→ **DIRECTIVE**:
Please reproduce verbatim the passage of the web accessibility letter that opens with the words "Designers have to" and closes with "and navigating it.".

→ **TEXT SECTION**:
▶
Designers have to work hard to defeat this adaptability. They do it by contorting the markup structure to achieve visual effects, by attempting to force font sizes, line widths, and line break positions, by using text and navigational buttons in the form of graphics with no alternative text, and by creating navigation controls that require less-accessible features like Java, JavaScript, and Shockwave.

With a little bit of thought, the fancy features can be built in ways that degrade gracefully for browsers that don't support them. Such things also improve a site's position in search engines, which have as much trouble indexing a multimedia-heavy site as a handicapped person has reading and navigating it.

Incidentally, the online version of Powell's column in Reason Online comes out pretty well on text and speaking browsers (with some very minor quibbles). So your own site designers practice accessibility while publishing columns that criticize the concept.

Daniel Tobias
Shreveport, LA
dan@softdisk.com

Adam Clayton Powell III replies: Daniel Tobias is correct, in my opinion, when he states that using simpler and more accessible sites is thoughtful and almost always good business.

On the Freedom Forum site, for example, we have banished Java and other animated effects because they make the site slower and more difficult to use for those with slow dial-up connections. But it will only promote innovation and progress for all, including for the disabled, if Web designers are free to innovate, even to contort the markup structure, choosing to pay the price of reduced market share or thoughtfulness.
◀
→ **COLLECTED DATA**:
▶
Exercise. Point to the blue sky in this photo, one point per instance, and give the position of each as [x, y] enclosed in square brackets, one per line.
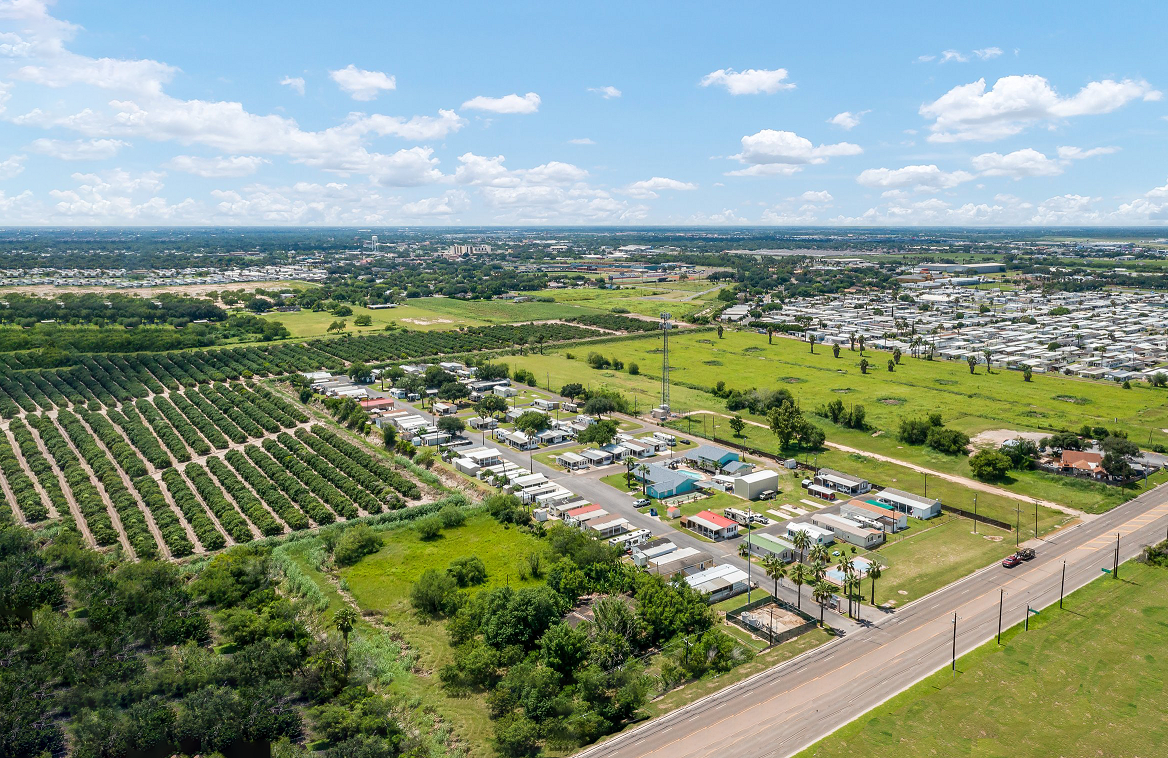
◀
→ **TASK ANSWER**:
Designers have to work hard to defeat this adaptability. They do it by contorting the markup structure to achieve visual effects, by attempting to force font sizes, line widths, and line break positions, by using text and navigational buttons in the form of graphics with no alternative text, and by creating navigation controls that require less-accessible features like Java, JavaScript, and Shockwave.

With a little bit of thought, the fancy features can be built in ways that degrade gracefully for browsers that don't support them. Such things also improve a site's position in search engines, which have as much trouble indexing a multimedia-heavy site as a handicapped person has reading and navigating it.